• WORK INSTRUCTIONS
In the excerpt below on pedal link assemblies, what two drawbacks of ball joints are mentioned?

• SELECTED EXCERPT
==============================

First link assembly 100 and second link assembly 120 can basically
be a rod and ball joints at each end connecting crank joints 86, 88
to pedal joint points 46, 66 respectively to allow
three-dimensional rotation in the link assemblies 100, 120.
However, the ball joints still have a limited range of movement
because they have to be mounted with either a rod or a bolt going
through the ball part. Also it is hard to seal the ball joints.
Another way to create the three-dimensional rotation is using
simple bearings that are sealed or shielded for durability. In
FIGS. 10 and 11 show an example of such construction using simple
bearings. In FIG. 11, link assembly 100 comprises a first cross
joint 102, a second cross joint 104, an axle joint 106, and a rod
mount 117. First cross joint 102 is basically two bearing embedded
housings, a bearing one 108 and a bearing two 110, rigidly joined
together with their axes of rotations offset about 90 degree from
each other as shown in FIG. 11. Bearings could be a sleeve shaped
bushing material or sealed or shielded ball bearings or roller
bearings. Second cross joint 104 may share the same construction of
first cross joint 102. Axle joint 106 comprises a bearing three 116
that is another bearing embedded housing and a flange mount 118
rigidly joined together so that flange mount 118 provides a
mounting surface for the cross joint and the cross joint to rotate
about an axis about 90 degree offset from the axis of bearing three
116 as shown in FIG. 11. Rod mount 117 is provided for mounting
axle joint 106 axially through bearing three 116 at one end of rod
mount 117 and a cross joint such as first cross joint 102 mounted
on a side or at about 90 offset angle at the other end of the rod
mount 117. The length of rod mount 117 can be varied depending on
how long the link assembly has to be. And another link assembly can
be mounted at a point along rod mount 117 for handle movement. A
bearing one axle 112, a bearing two axle 114, and bearing three
axle 119 are provided to pivotally mount bearing one 108, bearing
two 110, and bearing three 116 respectively to a structural
surface, and they can be bolts or shafts. Bearing three 116 of axle
joint 106 is a crucial part in the link assembly since a little
axial slack in the movement can be transmitted to the pedals when
the force being transmitted changes its direction. Bearing three
should be tight in axial direction by using ball bearings or double
row angular ball or roller bearings. Other link assemblies in this
application or similar type applications where the force being
transmitted by the link assemblies change its direction frequently
share the same construction of link assembly 100 shown in FIGS. 10
and 11 for smooth and tight movement of the pedals and handles and
for the durability of the components. But for simplicity in
construction, a rod with a ball joint at each end of the rod may
also be used as the link assembly. Or a rod with a ball joint at
one end of the rod and a cross joint such as first cross joint 102
shown in FIG. 11 at the other end of the rod may work, too, as a
link assembly.
There are many ways to provide moving handles linked with other
moving parts in the invention. The handles could be on either side
of a bar that has a rotational axis vertically on the centerline of
the base assembly between the first side and the second side (not
shown). FIG. 2 shows the invention with a first handle assembly 140
and a second handle assembly 160 mounted on base frame assembly 20
that also provides mounting points for the handle assemblies at a
first handle pivot 30 and a second handle pivot 32 respectively.

==============================

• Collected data
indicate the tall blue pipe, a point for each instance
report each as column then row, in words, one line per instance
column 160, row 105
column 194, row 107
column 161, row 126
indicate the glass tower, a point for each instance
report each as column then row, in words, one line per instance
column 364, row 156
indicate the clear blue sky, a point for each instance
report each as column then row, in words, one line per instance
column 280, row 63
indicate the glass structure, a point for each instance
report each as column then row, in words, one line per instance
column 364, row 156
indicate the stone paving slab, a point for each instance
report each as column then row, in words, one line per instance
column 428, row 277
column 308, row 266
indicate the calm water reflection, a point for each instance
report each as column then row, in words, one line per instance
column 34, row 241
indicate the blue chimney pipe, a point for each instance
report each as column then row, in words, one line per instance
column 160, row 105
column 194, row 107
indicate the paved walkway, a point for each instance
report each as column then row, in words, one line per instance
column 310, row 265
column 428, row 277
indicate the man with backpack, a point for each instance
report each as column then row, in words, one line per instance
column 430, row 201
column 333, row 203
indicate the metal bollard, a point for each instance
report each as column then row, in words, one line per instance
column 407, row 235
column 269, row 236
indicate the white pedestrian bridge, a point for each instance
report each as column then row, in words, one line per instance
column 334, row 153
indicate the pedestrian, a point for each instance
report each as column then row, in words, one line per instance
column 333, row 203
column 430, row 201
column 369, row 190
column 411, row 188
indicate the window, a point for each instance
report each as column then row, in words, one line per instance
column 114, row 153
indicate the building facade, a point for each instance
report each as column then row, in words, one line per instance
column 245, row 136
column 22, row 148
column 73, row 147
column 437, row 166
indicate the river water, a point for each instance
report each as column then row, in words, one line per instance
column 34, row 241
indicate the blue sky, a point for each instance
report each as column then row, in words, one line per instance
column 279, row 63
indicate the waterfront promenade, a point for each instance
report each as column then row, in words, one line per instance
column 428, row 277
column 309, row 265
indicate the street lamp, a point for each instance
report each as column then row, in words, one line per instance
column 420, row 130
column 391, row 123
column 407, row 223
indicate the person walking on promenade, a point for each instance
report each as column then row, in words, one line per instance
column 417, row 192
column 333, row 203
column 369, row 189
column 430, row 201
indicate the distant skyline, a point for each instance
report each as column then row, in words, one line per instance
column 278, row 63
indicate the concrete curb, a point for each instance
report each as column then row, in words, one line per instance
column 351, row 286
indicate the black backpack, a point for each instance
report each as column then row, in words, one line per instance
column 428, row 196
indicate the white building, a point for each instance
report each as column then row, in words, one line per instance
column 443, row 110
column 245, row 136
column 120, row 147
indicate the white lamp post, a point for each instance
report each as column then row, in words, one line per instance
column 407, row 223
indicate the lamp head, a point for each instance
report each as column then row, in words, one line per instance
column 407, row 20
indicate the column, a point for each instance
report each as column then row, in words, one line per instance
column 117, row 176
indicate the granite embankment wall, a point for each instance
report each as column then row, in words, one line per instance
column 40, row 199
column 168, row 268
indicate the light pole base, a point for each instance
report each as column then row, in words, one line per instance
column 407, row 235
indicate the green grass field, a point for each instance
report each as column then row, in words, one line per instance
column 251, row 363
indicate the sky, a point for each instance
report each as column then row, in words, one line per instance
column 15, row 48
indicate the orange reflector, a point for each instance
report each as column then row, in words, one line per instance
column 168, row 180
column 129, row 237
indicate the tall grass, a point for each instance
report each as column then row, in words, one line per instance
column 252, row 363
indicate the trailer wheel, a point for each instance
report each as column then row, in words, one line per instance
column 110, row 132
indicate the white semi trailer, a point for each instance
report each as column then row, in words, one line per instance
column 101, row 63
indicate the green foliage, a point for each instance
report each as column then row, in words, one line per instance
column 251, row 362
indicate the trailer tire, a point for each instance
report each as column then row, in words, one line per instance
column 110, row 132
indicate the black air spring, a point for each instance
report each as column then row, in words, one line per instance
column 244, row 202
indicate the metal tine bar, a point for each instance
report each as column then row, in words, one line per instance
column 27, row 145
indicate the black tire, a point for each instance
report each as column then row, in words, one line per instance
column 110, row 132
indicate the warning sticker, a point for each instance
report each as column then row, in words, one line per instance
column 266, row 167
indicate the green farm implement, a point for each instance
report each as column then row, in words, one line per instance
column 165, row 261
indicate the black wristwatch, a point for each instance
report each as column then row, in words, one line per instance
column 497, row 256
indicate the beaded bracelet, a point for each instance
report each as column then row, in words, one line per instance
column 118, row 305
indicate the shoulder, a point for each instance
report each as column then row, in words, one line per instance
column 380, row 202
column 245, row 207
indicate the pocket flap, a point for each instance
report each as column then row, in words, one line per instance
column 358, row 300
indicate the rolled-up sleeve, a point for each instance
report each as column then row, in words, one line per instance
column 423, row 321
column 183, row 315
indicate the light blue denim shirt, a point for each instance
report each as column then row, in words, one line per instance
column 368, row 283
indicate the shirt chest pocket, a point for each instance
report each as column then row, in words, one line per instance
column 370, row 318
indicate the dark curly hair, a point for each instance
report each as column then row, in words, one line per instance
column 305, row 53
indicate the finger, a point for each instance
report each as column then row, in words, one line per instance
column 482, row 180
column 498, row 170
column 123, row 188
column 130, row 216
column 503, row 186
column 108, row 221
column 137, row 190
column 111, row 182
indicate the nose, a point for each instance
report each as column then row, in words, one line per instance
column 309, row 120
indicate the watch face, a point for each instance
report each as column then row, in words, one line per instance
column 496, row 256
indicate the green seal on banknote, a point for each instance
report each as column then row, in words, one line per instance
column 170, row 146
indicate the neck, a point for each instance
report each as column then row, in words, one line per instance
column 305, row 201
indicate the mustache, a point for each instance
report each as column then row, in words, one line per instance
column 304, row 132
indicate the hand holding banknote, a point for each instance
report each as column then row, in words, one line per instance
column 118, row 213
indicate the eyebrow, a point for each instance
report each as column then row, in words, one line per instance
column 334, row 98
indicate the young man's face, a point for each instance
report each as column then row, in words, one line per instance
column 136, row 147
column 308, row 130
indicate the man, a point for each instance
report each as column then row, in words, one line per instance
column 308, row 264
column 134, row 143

==============================

• WRITTEN ANSWER
Ball joints have a limited range of movement because a rod or bolt must go through the ball part, and they are hard to seal.